Work order —
Would you return every entry below without a single difference?
◆ ◆ ◆
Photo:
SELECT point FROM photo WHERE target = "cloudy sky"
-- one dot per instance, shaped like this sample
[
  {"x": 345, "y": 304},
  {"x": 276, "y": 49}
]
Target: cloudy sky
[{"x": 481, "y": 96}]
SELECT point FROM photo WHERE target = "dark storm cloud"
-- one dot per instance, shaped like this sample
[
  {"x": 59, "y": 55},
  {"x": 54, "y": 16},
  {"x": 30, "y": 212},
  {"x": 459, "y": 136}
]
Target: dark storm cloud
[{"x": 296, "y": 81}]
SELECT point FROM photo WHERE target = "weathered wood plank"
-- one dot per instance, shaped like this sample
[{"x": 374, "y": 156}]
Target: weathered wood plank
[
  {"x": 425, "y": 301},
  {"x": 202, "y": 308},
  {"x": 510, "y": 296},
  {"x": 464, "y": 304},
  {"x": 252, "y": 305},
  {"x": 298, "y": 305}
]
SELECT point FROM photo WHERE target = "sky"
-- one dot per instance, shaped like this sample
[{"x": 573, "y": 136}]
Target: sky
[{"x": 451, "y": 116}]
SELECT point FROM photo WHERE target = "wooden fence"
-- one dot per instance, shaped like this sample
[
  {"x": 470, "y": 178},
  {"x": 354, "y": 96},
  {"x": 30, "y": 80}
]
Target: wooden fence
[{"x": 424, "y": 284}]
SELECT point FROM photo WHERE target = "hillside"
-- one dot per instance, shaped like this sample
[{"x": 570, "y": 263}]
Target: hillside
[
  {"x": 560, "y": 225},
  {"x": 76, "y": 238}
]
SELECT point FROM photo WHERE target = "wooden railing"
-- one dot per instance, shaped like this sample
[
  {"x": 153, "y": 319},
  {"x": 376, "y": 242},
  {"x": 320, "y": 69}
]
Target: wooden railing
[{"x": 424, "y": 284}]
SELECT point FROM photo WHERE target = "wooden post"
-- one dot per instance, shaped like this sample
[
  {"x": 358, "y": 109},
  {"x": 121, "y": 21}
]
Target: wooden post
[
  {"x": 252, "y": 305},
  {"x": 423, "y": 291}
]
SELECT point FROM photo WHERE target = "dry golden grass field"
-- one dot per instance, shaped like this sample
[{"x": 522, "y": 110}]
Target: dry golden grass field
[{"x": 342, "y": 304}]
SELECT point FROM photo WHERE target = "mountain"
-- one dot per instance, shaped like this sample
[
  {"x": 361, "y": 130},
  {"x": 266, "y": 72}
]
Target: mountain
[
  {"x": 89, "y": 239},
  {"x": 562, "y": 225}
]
◆ ◆ ◆
Answer box —
Photo:
SELECT point FROM photo WHERE target = "cloudy sky"
-- one dot per instance, shaped like this sample
[
  {"x": 345, "y": 304},
  {"x": 276, "y": 49}
]
Target: cloudy sky
[{"x": 481, "y": 96}]
SELECT point FROM photo WHERE target = "dark storm cloud"
-- one dot per instance, shaped like this sample
[
  {"x": 59, "y": 55},
  {"x": 54, "y": 16},
  {"x": 30, "y": 212},
  {"x": 459, "y": 136}
]
Target: dark storm cloud
[{"x": 296, "y": 81}]
SELECT point FROM photo WHERE target = "weathered wood plank"
-- one dot per instance, shaped like this sample
[{"x": 374, "y": 156}]
Target: weathered wood plank
[
  {"x": 425, "y": 301},
  {"x": 202, "y": 308},
  {"x": 510, "y": 296},
  {"x": 464, "y": 304},
  {"x": 252, "y": 305},
  {"x": 298, "y": 305}
]
SELECT point FROM photo WHERE target = "sky"
-- one dot per instance, shaped like this sample
[{"x": 573, "y": 136}]
Target: sky
[{"x": 451, "y": 116}]
SELECT point FROM photo WHERE target = "wooden fence"
-- one dot per instance, shaped like this sample
[
  {"x": 470, "y": 178},
  {"x": 354, "y": 96},
  {"x": 30, "y": 80}
]
Target: wooden fence
[{"x": 424, "y": 284}]
SELECT point FROM photo WHERE target = "hillside"
-- one dot per instance, shaped like this sample
[{"x": 570, "y": 263}]
Target: hillside
[
  {"x": 560, "y": 225},
  {"x": 76, "y": 238}
]
SELECT point FROM photo WHERE target = "wooden railing"
-- one dot per instance, shaped like this sample
[
  {"x": 153, "y": 319},
  {"x": 376, "y": 242},
  {"x": 320, "y": 69}
]
Target: wooden railing
[{"x": 424, "y": 284}]
SELECT point FROM photo WHERE target = "wooden post"
-- one dot per instance, shaped like this sample
[
  {"x": 358, "y": 109},
  {"x": 121, "y": 21}
]
Target: wooden post
[
  {"x": 252, "y": 305},
  {"x": 423, "y": 291}
]
SELECT point FROM photo WHERE target = "dry golden grass field"
-- one dot per instance, shaped like this sample
[{"x": 522, "y": 110}]
Target: dry golden grass field
[{"x": 342, "y": 304}]
SELECT point FROM photo WHERE target = "mountain"
-- one dot per instance, shaped like this sample
[
  {"x": 361, "y": 130},
  {"x": 266, "y": 72}
]
Target: mountain
[
  {"x": 89, "y": 239},
  {"x": 562, "y": 225}
]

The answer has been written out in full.